* Directions
Nothing but the lines from the one with "pixel 688 371" through the final line of the listing should appear in the answer, each copied exactly.

* Data to process
——————

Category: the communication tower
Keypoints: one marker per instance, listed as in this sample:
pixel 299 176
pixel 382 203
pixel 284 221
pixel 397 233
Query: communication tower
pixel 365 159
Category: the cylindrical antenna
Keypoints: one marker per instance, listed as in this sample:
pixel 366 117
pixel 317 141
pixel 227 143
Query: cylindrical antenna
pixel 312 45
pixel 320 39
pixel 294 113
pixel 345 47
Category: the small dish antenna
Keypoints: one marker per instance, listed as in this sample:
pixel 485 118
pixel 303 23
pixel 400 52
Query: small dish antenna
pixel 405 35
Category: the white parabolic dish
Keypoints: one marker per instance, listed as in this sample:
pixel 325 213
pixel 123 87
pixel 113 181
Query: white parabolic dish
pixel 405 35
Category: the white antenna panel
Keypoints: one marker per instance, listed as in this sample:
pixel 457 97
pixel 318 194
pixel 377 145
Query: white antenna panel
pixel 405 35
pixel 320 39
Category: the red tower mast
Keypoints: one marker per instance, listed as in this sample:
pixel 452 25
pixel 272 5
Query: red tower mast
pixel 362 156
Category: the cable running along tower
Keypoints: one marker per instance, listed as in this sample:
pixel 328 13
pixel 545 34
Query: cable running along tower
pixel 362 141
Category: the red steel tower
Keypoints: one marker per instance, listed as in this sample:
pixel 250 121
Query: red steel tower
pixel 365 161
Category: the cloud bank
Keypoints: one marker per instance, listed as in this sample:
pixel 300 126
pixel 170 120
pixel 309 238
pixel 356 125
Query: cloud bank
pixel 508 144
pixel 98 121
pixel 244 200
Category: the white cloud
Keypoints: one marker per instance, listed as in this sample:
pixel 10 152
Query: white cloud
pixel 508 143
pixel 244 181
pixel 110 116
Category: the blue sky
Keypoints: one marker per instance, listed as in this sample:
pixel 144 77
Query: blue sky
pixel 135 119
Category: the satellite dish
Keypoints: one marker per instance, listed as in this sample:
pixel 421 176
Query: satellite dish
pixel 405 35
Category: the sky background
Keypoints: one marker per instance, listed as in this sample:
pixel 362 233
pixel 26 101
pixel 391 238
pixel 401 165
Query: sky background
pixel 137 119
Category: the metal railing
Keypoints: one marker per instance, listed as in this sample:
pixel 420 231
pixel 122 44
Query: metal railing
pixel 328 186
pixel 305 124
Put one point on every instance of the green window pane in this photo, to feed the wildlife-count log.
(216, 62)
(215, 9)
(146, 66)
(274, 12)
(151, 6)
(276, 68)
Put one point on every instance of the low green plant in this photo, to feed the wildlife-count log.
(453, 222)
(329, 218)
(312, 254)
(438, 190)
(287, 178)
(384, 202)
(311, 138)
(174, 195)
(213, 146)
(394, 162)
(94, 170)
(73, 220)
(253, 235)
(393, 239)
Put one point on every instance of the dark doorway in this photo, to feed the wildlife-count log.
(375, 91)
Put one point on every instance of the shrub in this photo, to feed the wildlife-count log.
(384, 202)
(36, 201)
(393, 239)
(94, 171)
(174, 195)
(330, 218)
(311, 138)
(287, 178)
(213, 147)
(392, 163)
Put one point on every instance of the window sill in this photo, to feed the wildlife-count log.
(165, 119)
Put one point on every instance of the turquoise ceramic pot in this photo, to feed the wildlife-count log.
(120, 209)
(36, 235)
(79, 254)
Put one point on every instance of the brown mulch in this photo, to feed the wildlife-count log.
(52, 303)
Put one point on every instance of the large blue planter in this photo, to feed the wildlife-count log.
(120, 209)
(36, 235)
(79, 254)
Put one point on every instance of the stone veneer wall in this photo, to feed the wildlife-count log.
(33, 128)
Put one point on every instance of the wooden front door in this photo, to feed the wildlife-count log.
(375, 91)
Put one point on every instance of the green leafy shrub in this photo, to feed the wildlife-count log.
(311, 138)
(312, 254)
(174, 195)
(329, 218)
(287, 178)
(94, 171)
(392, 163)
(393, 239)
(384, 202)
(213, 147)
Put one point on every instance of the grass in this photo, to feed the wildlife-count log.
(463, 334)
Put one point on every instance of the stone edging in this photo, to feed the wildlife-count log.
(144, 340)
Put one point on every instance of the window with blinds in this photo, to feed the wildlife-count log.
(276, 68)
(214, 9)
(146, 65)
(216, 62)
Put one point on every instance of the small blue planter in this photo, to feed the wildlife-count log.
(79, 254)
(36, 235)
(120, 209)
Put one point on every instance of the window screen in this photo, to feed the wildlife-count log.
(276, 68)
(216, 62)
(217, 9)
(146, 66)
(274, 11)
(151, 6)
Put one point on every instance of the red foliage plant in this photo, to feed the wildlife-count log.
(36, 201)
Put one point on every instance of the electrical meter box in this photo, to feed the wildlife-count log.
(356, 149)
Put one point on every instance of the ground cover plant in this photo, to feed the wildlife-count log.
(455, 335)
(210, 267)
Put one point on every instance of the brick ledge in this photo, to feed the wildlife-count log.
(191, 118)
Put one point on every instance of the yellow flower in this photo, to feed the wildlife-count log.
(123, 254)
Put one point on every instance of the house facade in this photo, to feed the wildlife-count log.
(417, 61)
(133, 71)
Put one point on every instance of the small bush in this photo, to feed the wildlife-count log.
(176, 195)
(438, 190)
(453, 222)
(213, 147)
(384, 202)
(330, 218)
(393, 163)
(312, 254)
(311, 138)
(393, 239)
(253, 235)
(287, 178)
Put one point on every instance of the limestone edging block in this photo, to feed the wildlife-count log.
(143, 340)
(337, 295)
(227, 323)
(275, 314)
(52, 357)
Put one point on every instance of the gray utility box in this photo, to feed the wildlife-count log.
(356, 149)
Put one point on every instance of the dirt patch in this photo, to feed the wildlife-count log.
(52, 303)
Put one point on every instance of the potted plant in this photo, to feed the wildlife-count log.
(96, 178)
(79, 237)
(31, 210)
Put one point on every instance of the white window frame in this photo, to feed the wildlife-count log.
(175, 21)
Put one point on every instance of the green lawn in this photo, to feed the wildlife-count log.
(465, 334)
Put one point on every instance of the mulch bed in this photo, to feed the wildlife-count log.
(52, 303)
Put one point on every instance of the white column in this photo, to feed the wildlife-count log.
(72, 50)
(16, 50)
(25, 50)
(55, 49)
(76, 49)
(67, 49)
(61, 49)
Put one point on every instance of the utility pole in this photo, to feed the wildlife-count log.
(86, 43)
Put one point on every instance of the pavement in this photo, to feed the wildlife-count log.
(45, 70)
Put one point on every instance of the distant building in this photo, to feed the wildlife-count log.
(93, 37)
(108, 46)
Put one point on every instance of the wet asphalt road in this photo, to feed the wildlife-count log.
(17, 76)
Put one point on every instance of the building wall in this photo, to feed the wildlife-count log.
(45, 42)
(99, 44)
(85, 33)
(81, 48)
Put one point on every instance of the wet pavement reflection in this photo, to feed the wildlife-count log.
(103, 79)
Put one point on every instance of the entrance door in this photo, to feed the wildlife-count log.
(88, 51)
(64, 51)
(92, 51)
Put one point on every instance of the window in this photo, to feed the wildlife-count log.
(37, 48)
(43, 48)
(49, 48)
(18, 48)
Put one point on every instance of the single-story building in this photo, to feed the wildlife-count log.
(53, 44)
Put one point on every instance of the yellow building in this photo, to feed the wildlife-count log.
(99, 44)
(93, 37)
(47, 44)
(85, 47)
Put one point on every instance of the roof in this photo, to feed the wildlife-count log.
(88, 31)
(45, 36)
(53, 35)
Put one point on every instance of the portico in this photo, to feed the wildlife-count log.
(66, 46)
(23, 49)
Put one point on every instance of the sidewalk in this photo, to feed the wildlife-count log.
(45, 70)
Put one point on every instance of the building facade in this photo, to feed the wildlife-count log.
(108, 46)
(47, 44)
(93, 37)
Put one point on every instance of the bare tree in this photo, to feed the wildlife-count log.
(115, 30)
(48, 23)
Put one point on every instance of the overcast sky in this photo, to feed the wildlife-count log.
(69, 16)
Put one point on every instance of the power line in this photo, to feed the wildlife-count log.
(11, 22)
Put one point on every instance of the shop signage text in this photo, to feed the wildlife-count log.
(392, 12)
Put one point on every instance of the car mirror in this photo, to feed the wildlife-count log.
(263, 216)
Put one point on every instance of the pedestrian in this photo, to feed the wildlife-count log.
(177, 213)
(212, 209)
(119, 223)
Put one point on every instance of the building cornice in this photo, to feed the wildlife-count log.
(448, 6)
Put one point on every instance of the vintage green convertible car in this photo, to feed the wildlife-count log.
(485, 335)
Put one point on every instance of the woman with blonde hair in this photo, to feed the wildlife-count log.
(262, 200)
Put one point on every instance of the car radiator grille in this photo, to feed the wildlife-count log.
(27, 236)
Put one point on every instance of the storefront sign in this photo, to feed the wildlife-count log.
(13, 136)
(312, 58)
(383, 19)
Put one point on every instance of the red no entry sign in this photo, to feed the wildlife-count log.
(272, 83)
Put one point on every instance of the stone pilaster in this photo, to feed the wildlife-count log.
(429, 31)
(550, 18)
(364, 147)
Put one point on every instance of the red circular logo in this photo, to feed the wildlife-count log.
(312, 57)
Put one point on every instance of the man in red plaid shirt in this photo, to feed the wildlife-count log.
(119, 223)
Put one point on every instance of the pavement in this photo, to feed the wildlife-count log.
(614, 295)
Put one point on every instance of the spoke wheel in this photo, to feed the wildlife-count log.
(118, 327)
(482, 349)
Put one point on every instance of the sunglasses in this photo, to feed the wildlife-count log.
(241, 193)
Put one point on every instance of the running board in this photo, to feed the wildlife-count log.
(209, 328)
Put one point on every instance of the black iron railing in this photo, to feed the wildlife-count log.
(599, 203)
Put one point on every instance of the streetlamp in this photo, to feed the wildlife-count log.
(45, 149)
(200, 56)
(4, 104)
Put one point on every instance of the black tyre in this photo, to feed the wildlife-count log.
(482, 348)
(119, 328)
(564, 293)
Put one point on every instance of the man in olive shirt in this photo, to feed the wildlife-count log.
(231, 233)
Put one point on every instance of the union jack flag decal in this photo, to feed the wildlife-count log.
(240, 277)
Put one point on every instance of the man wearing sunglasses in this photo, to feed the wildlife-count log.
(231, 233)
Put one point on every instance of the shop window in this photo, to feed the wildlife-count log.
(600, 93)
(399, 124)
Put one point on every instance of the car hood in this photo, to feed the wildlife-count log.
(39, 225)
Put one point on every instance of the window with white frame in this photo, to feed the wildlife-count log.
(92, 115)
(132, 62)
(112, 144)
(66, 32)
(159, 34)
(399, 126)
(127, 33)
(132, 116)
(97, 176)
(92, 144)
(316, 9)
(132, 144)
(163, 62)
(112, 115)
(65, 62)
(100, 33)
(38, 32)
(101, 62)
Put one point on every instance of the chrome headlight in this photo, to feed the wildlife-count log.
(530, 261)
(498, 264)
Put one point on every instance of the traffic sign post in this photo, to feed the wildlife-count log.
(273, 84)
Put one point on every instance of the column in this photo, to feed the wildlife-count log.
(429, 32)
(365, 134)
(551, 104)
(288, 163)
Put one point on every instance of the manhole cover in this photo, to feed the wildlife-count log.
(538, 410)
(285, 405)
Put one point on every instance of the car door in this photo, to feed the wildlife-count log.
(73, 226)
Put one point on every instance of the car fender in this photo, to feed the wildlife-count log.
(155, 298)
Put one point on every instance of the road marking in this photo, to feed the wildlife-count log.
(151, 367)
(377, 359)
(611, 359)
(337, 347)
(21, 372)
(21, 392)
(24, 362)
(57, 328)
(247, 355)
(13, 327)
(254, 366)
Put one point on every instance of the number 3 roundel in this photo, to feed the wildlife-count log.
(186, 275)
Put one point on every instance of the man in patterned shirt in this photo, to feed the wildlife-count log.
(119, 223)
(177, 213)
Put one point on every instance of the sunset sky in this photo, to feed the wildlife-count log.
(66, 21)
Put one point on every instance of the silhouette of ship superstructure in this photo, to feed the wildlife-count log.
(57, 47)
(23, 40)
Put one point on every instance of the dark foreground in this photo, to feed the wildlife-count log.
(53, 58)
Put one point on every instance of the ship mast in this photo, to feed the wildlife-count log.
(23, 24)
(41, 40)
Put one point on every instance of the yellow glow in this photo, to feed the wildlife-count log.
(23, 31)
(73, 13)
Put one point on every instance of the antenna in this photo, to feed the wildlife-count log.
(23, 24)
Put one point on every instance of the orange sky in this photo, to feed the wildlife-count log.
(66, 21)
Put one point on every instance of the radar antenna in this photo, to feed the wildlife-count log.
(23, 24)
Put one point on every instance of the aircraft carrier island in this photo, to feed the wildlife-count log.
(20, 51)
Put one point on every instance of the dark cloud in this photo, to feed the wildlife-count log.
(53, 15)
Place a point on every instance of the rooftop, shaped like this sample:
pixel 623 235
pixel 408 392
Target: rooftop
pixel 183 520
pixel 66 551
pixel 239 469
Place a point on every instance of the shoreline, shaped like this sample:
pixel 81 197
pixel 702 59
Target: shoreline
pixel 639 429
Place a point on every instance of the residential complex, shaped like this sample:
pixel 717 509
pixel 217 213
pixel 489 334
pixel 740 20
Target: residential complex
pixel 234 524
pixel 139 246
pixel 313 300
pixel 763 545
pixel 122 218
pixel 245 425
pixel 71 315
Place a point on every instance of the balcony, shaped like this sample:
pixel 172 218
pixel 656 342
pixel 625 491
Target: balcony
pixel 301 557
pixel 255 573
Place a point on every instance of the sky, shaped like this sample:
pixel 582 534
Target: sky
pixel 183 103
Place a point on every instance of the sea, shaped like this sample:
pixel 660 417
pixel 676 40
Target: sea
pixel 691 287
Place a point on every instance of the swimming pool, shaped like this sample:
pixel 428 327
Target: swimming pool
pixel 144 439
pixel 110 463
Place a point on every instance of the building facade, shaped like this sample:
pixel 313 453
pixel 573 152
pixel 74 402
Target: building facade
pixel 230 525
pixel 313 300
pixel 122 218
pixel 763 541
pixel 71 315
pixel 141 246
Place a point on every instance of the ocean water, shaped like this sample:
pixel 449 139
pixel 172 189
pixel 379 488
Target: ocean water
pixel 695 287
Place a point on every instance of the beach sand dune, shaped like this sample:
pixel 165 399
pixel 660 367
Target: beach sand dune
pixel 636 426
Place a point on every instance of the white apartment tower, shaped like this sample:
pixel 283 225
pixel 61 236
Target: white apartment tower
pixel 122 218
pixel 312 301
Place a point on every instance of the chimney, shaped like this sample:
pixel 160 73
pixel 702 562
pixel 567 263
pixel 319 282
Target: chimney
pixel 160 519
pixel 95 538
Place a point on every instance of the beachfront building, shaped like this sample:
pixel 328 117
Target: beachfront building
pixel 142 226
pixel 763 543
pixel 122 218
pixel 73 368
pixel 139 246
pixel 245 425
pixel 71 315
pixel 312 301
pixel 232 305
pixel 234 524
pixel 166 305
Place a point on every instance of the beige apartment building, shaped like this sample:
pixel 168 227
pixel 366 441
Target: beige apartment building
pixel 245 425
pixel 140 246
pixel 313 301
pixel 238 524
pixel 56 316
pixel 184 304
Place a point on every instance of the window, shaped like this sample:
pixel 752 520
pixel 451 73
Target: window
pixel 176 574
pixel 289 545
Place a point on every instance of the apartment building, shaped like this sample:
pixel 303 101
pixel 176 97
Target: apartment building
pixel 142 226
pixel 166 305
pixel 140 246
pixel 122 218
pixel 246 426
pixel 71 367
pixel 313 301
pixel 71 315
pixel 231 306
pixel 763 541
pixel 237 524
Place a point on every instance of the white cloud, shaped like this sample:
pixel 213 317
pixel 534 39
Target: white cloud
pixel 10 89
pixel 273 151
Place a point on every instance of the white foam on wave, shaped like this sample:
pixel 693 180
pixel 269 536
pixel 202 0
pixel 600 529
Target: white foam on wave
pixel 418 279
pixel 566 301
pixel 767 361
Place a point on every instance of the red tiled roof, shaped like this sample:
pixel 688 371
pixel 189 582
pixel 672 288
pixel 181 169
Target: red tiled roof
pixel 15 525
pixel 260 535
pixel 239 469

——————

* Result of the exercise
pixel 688 371
pixel 189 582
pixel 672 288
pixel 181 169
Target: red tiled roof
pixel 15 525
pixel 260 535
pixel 239 469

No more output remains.